- **Written request**
All entries should be output exactly as they stand.

- **Collection entries**
# # # #

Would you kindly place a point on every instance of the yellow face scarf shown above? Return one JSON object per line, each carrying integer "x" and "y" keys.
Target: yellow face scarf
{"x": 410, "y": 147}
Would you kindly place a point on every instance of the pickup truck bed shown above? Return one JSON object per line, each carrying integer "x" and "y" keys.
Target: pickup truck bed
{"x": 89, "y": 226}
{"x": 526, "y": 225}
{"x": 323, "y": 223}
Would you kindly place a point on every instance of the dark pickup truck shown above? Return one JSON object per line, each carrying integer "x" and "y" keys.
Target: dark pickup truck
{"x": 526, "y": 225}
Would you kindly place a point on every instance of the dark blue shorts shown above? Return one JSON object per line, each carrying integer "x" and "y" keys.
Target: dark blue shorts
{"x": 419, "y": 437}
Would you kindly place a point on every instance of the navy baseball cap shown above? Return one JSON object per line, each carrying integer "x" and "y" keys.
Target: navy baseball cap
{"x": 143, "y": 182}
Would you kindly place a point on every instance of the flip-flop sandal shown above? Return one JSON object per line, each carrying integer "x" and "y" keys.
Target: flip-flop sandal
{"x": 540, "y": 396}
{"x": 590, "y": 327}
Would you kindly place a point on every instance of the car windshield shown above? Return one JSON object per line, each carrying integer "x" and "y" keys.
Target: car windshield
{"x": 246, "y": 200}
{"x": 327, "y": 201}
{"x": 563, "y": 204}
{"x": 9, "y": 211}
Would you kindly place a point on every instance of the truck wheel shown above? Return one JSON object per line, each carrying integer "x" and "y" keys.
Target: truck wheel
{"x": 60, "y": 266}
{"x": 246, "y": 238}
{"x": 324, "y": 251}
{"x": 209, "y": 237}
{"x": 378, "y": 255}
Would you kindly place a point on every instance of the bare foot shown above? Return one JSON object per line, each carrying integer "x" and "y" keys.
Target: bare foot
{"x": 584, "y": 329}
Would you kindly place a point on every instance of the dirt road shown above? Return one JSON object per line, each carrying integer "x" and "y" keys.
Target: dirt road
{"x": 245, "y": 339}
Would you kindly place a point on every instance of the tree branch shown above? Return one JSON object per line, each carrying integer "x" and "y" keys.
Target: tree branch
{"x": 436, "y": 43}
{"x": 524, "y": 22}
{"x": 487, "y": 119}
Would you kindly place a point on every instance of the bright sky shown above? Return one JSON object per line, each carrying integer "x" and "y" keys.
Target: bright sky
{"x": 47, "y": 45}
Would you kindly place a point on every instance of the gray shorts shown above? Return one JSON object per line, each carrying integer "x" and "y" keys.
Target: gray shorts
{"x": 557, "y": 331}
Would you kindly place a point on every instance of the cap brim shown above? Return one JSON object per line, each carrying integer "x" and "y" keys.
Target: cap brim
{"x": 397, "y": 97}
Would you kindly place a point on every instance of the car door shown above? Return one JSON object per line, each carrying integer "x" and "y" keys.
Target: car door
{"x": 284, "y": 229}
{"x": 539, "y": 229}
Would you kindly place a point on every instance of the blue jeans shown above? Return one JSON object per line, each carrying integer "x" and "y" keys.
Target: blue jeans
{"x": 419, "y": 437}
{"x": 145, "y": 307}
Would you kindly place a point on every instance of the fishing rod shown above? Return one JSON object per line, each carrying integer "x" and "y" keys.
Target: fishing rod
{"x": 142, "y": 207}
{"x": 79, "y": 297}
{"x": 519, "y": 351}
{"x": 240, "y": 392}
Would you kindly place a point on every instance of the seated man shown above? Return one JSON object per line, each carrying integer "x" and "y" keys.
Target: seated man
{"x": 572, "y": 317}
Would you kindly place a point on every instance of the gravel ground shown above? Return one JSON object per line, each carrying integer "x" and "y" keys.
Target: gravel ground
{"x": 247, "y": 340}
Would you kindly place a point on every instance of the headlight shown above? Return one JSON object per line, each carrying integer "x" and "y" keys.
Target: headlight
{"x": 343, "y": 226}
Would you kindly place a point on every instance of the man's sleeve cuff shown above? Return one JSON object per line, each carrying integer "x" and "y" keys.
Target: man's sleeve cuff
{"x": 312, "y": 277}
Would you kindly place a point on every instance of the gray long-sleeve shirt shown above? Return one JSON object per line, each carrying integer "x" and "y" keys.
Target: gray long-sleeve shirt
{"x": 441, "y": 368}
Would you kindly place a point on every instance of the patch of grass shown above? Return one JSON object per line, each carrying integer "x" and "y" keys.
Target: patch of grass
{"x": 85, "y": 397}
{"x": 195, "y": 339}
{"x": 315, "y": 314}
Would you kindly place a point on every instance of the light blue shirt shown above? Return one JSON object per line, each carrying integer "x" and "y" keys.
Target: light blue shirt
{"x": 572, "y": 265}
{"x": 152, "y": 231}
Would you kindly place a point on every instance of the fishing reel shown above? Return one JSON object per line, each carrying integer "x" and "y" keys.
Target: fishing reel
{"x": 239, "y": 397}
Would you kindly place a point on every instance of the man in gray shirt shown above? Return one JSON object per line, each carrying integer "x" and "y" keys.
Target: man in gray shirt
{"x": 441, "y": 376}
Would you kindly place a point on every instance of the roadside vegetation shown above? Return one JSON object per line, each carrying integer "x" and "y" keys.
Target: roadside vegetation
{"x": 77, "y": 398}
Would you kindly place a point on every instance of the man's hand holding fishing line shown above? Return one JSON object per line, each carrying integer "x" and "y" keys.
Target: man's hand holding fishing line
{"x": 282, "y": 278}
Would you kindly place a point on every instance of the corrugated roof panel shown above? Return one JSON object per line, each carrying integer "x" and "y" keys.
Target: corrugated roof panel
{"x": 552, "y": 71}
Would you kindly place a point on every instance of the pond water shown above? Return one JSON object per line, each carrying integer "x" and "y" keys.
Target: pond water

# # # #

- **Answer for the task**
Would you kindly place a point on every instance of the yellow face scarf shown above? Return one JSON object per line, each carrying integer "x" and "y" keys.
Target: yellow face scarf
{"x": 410, "y": 147}
Would you kindly place a point on every instance of the pickup truck bed shown above? Return one JSON object per line, each carrying integer "x" and "y" keys.
Target: pickup truck bed
{"x": 89, "y": 226}
{"x": 526, "y": 225}
{"x": 323, "y": 223}
Would you kindly place a point on every instance of the dark pickup truck shown above? Return one JSON object per line, each carrying integer "x" and "y" keys.
Target: dark pickup truck
{"x": 526, "y": 225}
Would you kindly place a point on every instance of the dark blue shorts shown above? Return one JSON object per line, each carrying integer "x" and "y" keys.
Target: dark blue shorts
{"x": 419, "y": 437}
Would you kindly place a point on every instance of the navy baseball cap shown above? Return one JSON object per line, each carrying integer "x" and "y" keys.
Target: navy baseball cap
{"x": 143, "y": 182}
Would you kindly place a point on every instance of the flip-flop sandal shown above? Return one JSON object per line, each carrying integer "x" and "y" keys.
Target: flip-flop sandal
{"x": 540, "y": 396}
{"x": 590, "y": 327}
Would you kindly place a point on every instance of the car windshield shown above? Return one JSON object per line, each carrying integer "x" and "y" keys.
Target: car windshield
{"x": 246, "y": 200}
{"x": 327, "y": 201}
{"x": 563, "y": 204}
{"x": 9, "y": 211}
Would you kindly place a point on every instance of the truck wheel shown above? Return one JSON object per line, each carrying integer "x" and "y" keys.
Target: truck wheel
{"x": 60, "y": 266}
{"x": 246, "y": 238}
{"x": 324, "y": 251}
{"x": 209, "y": 237}
{"x": 378, "y": 255}
Would you kindly place a point on every instance of the bare foot shown above? Return one JSON object per line, each carrying integer "x" and "y" keys.
Target: bare foot
{"x": 584, "y": 329}
Would you kindly place a point on every instance of the dirt road shown above? Return one JSON object per line, each carrying integer "x" and "y" keys.
Target: dirt road
{"x": 245, "y": 339}
Would you kindly place a point on every instance of the tree branch shown above? Return one JSON object per line, each carrying integer "x" and "y" keys.
Target: tree branch
{"x": 436, "y": 43}
{"x": 524, "y": 22}
{"x": 487, "y": 119}
Would you kindly place a point on every instance of the bright sky shown above? Return one JSON object per line, each carrying integer "x" and "y" keys.
Target: bright sky
{"x": 47, "y": 45}
Would you kindly place a point on every instance of the gray shorts shown above? Return one JSON object per line, each carrying integer "x" and "y" keys.
Target: gray shorts
{"x": 557, "y": 331}
Would you kindly place a point on every instance of the cap brim shown above? Return one JSON object per line, each carrying integer "x" and "y" keys.
Target: cap brim
{"x": 397, "y": 97}
Would you kindly place a point on every instance of the car door shown above? Return one JSON object per line, each carrying integer "x" and "y" keys.
Target: car door
{"x": 284, "y": 229}
{"x": 539, "y": 229}
Would you kindly place a point on every instance of the blue jeans shown above? Return one JSON object per line, each carrying integer "x" and "y" keys.
Target: blue jeans
{"x": 419, "y": 437}
{"x": 145, "y": 307}
Would you kindly place a point on every instance of the fishing rod shown above? Return one JSON object per line, each carrying integer "x" and "y" keys.
Target: fishing rod
{"x": 142, "y": 207}
{"x": 79, "y": 297}
{"x": 519, "y": 351}
{"x": 240, "y": 392}
Would you kindly place a point on every instance of the seated man shown above? Return one JSON object per line, each carrying integer "x" and "y" keys.
Target: seated man
{"x": 572, "y": 317}
Would you kindly place a point on every instance of the gravel ground shown above? Return one JSON object per line, each carrying integer "x" and "y" keys.
Target: gravel ground
{"x": 247, "y": 340}
Would you kindly place a point on every instance of the headlight shown above? Return one JSON object per line, each carrying integer "x" and "y" keys.
Target: headlight
{"x": 343, "y": 226}
Would you kindly place a point on every instance of the man's sleeve cuff shown above? Return one JSON object per line, each carrying integer "x" and "y" keys.
Target: man's sleeve cuff
{"x": 312, "y": 277}
Would you kindly place a point on every instance of the gray long-sleeve shirt shown above? Return one JSON object per line, each carrying integer "x" and "y" keys.
Target: gray long-sleeve shirt
{"x": 441, "y": 368}
Would you kindly place a point on every instance of the patch of grass shown above? Return one JSON object per line, each carrying integer "x" and "y" keys.
Target: patch of grass
{"x": 85, "y": 397}
{"x": 195, "y": 339}
{"x": 315, "y": 314}
Would you kindly place a point on every instance of the light blue shirt shown above? Return one JSON object per line, each carrying integer "x" and "y" keys.
Target: light blue shirt
{"x": 572, "y": 265}
{"x": 152, "y": 231}
Would you kindly place a point on every instance of the fishing reel shown above? Return one JSON object per line, each carrying integer "x" and "y" keys.
Target: fishing reel
{"x": 239, "y": 397}
Would you kindly place a point on every instance of the man in gray shirt shown above? Return one JSON object per line, each carrying integer "x" and "y" keys.
Target: man in gray shirt
{"x": 441, "y": 376}
Would you kindly place a point on every instance of the roadside vegetation shown above? Return one JSON object per line, each carrying integer "x" and "y" keys.
Target: roadside vegetation
{"x": 77, "y": 398}
Would you kindly place a point on every instance of the man's hand holding fishing line shown above? Return one JSON object per line, each carrying integer "x" and "y" keys.
Target: man's hand holding fishing line
{"x": 282, "y": 278}
Would you kindly place a point on every instance of the corrugated roof panel shown above? Return one JSON object per line, each carrying integer "x" and "y" keys.
Target: corrugated roof panel
{"x": 552, "y": 71}
Would you kindly place a point on every instance of the pond water shown above? Return one JSON object per line, each carrying integer "x" and "y" keys.
Target: pond water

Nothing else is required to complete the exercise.